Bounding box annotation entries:

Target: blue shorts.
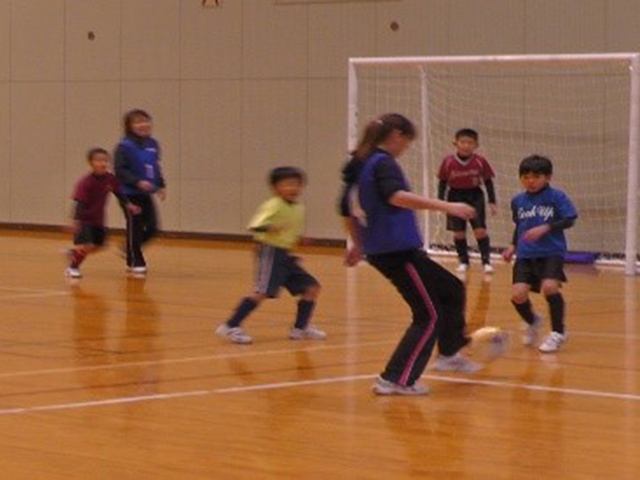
[513,256,567,293]
[254,243,320,298]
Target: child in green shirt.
[216,167,327,344]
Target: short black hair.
[519,155,553,176]
[87,147,109,162]
[456,128,479,143]
[122,108,153,137]
[269,167,306,186]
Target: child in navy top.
[503,155,578,353]
[341,113,496,395]
[115,109,166,275]
[65,148,139,278]
[438,128,496,273]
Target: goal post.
[348,53,640,275]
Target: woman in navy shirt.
[341,113,479,395]
[114,109,166,275]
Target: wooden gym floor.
[0,233,640,480]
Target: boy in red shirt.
[65,148,140,278]
[438,128,497,273]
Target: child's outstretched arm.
[522,217,577,242]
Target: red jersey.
[73,172,122,227]
[438,153,496,190]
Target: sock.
[294,300,316,330]
[547,293,564,335]
[511,300,535,325]
[478,237,491,265]
[453,238,469,265]
[69,249,87,268]
[227,297,258,328]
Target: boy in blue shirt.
[502,155,578,353]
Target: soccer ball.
[471,327,509,363]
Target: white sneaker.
[289,325,327,340]
[64,267,82,278]
[372,377,429,396]
[433,352,482,373]
[127,266,147,275]
[216,323,253,345]
[522,314,542,347]
[538,332,567,353]
[456,263,469,273]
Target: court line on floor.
[0,340,397,378]
[0,374,640,416]
[0,290,69,300]
[0,326,640,378]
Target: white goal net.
[349,54,640,274]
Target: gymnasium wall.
[0,0,640,238]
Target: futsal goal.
[348,53,640,275]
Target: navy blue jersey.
[114,137,165,195]
[511,186,578,258]
[351,150,423,255]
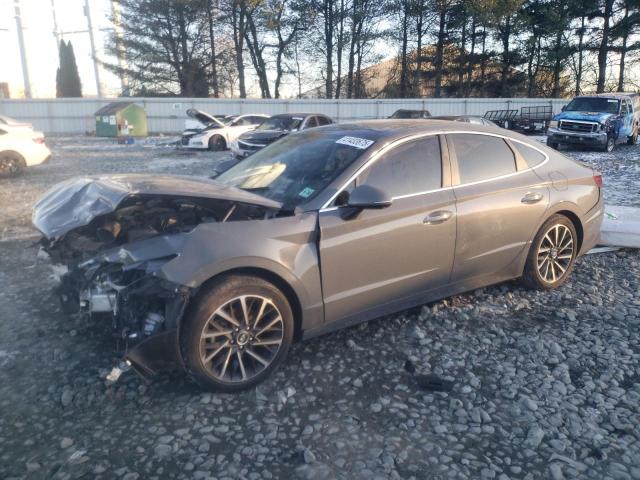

[Objective]
Copy every line of the rows above word for word, leaving out the pictures.

[Full output]
Target: blue shorts.
[513,256,567,293]
[254,243,320,298]
Target: child in green shirt.
[216,167,327,344]
Target: short black hair.
[519,155,553,176]
[87,147,109,162]
[456,128,479,143]
[122,108,153,137]
[269,167,306,186]
Target: child in navy top.
[503,155,578,353]
[341,113,496,395]
[115,109,166,275]
[65,148,139,278]
[438,128,496,273]
Target: goal post.
[348,53,640,275]
Target: woman in navy shirt.
[341,113,479,395]
[114,109,166,275]
Target: wooden gym floor.
[0,233,640,480]
Target: boy in red shirt.
[65,148,140,278]
[438,128,497,273]
Target: child's outstretched arm.
[522,217,577,242]
Target: red jersey.
[73,172,122,227]
[438,153,496,190]
Target: sock.
[294,300,316,330]
[547,293,564,335]
[511,300,535,325]
[478,237,491,265]
[453,238,469,265]
[69,249,87,268]
[227,297,258,328]
Target: boy in blue shirt.
[502,155,578,353]
Target: soccer ball.
[471,327,509,363]
Target: white sneaker.
[289,325,327,340]
[64,267,82,278]
[372,377,429,396]
[433,352,482,373]
[127,266,147,275]
[216,323,253,345]
[522,314,542,347]
[538,332,567,353]
[456,263,469,273]
Target: court line on floor.
[0,340,397,378]
[0,374,640,416]
[0,290,69,300]
[0,326,640,378]
Target: white goal net.
[349,54,640,274]
Target: gymnasium wall.
[0,0,640,238]
Target: futsal goal.
[348,53,640,275]
Target: navy blue jersey.
[114,137,165,195]
[511,186,578,258]
[351,150,423,255]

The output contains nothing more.